━━━━━ Material provided

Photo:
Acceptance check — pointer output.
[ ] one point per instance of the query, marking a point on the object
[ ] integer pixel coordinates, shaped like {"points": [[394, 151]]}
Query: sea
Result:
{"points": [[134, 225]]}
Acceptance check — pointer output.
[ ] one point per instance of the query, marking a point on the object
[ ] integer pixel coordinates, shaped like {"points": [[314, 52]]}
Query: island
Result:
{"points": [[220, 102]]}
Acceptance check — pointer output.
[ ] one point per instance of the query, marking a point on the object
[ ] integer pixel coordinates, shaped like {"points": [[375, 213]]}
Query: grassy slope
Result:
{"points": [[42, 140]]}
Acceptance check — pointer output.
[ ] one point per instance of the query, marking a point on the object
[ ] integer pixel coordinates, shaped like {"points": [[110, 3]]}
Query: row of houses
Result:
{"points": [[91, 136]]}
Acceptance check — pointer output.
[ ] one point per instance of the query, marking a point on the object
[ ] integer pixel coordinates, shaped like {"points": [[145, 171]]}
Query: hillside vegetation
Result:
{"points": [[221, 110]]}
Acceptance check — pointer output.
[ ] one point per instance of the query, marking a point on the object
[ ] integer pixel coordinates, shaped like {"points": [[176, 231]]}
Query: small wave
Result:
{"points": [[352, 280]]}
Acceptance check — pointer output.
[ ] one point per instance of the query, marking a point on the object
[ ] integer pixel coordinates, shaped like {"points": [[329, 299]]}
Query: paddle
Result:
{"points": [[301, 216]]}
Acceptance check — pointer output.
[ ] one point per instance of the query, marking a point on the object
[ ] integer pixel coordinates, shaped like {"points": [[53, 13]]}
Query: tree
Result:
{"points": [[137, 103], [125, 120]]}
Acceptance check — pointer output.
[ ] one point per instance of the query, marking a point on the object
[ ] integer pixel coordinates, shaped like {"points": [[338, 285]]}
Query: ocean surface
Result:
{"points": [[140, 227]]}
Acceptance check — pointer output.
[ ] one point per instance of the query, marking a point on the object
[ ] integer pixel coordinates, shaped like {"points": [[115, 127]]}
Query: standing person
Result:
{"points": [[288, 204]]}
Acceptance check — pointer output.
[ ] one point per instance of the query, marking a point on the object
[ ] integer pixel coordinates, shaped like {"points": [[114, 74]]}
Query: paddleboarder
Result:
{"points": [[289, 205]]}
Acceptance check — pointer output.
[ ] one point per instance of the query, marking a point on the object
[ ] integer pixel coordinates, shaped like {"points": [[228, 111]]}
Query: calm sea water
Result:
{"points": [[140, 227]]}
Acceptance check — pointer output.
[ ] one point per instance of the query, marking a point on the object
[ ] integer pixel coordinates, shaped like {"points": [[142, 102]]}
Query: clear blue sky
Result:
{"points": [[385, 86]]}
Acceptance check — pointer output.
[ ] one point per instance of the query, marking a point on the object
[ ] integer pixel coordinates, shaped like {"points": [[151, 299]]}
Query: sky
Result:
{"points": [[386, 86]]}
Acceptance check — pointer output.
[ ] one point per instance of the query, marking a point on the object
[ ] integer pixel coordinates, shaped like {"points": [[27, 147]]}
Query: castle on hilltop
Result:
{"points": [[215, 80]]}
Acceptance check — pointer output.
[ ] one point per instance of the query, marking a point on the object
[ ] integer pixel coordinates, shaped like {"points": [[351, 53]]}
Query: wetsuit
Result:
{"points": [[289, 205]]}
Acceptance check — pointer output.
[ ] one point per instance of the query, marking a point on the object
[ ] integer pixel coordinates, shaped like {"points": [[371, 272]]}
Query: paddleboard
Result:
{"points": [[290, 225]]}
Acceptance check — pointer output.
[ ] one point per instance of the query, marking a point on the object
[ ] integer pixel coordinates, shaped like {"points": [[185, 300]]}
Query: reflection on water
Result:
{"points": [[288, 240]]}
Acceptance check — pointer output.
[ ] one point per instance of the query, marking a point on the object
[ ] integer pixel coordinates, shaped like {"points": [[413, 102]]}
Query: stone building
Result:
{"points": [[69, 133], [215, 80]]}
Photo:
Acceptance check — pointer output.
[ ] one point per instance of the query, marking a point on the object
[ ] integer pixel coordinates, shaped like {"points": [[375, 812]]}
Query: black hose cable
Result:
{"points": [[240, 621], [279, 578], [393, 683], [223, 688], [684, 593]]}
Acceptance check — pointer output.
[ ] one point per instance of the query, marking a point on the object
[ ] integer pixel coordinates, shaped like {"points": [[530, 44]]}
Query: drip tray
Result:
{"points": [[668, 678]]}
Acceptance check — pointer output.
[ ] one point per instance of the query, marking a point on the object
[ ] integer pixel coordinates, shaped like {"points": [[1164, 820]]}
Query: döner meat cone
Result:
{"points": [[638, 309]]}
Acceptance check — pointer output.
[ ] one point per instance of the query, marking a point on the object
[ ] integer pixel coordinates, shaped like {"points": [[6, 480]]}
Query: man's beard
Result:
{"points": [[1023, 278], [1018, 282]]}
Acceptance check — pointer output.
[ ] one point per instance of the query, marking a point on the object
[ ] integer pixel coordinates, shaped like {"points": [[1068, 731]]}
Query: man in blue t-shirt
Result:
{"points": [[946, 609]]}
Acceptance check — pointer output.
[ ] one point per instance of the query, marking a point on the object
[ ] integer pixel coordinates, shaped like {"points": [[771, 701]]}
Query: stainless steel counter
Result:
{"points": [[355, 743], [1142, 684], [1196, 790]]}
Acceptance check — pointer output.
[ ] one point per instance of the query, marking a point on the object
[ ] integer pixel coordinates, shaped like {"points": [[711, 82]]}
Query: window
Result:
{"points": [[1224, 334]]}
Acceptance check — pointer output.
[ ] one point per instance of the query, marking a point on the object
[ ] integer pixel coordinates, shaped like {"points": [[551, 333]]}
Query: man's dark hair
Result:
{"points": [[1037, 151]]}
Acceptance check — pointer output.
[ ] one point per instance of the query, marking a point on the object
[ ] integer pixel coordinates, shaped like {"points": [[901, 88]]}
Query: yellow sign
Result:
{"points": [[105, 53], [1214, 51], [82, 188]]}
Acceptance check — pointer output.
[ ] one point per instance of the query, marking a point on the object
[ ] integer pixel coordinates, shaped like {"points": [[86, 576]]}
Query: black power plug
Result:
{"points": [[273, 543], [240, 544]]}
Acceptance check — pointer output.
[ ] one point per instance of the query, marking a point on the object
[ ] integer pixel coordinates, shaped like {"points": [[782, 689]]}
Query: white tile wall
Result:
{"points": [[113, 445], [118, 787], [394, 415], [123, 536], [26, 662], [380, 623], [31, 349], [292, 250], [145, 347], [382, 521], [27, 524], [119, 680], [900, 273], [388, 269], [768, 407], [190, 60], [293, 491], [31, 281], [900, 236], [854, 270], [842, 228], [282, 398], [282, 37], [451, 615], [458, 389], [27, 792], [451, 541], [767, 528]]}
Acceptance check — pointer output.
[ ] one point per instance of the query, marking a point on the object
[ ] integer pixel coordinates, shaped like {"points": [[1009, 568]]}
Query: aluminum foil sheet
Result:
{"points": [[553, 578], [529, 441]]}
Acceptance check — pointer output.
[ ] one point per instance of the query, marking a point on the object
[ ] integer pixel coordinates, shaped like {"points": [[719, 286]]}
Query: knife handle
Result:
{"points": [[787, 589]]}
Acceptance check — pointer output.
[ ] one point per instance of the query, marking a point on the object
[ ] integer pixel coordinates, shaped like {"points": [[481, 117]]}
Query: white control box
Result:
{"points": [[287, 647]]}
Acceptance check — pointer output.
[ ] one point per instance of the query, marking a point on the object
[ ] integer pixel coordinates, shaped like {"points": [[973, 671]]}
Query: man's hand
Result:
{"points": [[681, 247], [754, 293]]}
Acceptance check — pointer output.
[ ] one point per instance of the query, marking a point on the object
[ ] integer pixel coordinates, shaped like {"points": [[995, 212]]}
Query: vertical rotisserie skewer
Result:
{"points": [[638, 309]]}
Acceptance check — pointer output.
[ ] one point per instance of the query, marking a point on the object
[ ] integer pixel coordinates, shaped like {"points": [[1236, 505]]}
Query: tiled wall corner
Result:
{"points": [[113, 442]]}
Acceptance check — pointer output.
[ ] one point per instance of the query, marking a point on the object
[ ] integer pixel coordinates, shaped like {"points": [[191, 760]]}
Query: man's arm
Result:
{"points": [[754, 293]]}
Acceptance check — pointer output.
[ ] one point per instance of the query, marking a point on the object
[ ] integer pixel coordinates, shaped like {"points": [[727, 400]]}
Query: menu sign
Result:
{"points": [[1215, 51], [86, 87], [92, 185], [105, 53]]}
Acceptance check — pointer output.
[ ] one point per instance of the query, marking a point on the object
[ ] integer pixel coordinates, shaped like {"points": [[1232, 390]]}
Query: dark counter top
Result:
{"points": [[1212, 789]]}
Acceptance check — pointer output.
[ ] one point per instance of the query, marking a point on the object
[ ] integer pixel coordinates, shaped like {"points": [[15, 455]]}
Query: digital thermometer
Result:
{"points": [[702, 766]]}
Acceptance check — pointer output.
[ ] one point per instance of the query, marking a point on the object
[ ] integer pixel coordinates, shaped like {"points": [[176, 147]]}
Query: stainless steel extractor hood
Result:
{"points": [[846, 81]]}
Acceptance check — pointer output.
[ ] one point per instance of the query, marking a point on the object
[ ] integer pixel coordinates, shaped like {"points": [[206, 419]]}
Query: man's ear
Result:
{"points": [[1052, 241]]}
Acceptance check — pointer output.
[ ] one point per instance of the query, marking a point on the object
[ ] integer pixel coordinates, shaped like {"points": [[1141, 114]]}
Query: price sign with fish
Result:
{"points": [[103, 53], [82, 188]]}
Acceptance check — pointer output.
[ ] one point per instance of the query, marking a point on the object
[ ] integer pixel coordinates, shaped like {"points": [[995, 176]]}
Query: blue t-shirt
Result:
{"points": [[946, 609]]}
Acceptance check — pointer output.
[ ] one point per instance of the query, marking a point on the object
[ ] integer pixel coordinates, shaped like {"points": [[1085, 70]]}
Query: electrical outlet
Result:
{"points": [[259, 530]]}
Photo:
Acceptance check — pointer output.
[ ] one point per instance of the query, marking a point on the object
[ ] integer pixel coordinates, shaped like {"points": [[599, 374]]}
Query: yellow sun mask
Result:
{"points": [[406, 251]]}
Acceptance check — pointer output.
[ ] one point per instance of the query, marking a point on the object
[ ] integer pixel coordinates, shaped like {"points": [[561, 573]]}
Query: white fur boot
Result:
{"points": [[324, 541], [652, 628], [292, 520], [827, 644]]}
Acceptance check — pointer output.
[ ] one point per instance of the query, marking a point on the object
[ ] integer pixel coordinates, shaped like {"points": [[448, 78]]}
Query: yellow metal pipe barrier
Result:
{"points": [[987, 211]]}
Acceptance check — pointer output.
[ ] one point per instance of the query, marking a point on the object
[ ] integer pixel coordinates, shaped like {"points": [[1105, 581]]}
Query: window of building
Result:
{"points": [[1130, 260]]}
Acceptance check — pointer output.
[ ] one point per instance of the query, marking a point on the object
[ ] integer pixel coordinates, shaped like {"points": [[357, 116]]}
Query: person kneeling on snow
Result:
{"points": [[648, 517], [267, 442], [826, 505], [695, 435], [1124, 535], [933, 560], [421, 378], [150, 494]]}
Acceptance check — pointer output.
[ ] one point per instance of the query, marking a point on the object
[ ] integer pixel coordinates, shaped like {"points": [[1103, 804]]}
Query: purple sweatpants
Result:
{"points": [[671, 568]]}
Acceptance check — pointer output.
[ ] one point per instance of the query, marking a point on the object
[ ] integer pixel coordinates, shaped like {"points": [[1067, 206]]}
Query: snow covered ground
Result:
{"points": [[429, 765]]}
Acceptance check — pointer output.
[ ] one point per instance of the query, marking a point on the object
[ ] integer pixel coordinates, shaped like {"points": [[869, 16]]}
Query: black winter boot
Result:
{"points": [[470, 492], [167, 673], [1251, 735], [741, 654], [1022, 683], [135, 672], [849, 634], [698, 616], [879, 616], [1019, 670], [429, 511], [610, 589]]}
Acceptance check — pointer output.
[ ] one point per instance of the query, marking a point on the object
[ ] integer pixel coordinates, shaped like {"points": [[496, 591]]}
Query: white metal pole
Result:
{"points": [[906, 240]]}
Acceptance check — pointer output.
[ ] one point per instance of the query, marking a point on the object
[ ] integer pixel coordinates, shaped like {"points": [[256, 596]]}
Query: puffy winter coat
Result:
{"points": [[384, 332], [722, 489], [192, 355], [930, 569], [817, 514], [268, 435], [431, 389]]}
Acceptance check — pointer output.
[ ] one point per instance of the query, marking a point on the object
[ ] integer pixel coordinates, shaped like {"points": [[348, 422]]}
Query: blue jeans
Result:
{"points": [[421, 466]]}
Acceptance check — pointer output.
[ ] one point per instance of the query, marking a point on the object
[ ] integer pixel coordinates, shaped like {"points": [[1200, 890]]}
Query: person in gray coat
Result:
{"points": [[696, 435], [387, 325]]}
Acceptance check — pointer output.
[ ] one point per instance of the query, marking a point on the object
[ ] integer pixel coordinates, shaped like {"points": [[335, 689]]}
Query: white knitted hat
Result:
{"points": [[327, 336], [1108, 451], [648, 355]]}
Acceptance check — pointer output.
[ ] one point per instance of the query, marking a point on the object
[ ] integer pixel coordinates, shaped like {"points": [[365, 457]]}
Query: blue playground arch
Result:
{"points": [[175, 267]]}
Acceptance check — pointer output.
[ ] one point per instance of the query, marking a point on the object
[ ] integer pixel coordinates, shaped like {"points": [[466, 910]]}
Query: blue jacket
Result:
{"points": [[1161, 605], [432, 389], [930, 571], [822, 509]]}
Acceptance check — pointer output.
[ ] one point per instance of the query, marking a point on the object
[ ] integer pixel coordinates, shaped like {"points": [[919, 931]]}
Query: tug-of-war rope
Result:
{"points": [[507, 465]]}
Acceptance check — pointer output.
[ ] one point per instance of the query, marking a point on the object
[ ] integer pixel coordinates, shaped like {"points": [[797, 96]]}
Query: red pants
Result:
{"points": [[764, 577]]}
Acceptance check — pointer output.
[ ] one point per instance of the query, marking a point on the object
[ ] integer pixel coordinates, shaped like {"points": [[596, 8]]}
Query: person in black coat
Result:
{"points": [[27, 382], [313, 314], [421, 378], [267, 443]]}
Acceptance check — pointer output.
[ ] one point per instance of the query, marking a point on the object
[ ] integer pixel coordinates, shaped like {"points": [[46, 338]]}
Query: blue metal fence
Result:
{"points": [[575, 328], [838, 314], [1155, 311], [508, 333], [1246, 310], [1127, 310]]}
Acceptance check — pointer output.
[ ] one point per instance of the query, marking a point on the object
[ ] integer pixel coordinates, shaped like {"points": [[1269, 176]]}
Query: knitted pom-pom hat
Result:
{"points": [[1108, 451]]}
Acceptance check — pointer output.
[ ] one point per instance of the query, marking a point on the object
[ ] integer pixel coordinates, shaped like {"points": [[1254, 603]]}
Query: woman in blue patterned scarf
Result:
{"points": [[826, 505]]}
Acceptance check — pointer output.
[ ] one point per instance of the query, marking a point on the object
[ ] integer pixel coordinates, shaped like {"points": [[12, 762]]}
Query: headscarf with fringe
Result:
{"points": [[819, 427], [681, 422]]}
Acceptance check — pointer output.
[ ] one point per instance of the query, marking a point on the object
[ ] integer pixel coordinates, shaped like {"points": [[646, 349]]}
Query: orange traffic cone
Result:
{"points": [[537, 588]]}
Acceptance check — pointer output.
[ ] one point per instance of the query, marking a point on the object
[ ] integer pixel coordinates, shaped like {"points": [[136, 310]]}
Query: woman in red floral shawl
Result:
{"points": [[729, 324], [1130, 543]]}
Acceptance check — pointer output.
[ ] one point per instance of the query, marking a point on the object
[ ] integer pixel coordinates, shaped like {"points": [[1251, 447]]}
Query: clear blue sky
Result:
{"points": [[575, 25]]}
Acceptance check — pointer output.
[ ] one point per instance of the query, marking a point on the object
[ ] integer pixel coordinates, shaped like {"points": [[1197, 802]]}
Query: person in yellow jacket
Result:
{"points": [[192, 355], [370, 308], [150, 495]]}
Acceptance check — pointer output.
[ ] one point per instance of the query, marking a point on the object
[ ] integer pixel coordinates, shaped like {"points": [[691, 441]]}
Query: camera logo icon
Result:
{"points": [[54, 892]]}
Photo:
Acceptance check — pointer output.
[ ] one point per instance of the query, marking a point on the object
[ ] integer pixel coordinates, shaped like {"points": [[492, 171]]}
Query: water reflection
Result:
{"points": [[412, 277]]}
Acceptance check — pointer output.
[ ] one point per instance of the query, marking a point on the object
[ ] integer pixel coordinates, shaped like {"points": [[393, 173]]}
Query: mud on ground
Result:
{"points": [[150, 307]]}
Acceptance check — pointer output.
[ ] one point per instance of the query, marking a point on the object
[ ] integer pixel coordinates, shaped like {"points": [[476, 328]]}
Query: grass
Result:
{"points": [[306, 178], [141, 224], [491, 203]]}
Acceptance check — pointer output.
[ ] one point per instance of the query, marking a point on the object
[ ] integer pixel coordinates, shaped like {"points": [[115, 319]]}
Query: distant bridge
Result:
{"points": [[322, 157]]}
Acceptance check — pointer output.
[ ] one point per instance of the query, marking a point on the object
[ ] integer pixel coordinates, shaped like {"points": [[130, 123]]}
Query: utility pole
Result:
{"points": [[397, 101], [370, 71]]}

━━━━━━━━━━

What you are asked to do: Every line of the entries that includes "person" must be copied into the answer.

Response below:
Query: standing person
Query: person kneeling on snow
Query: person in gray coat
Query: person in black coat
Query: person in yellow jacket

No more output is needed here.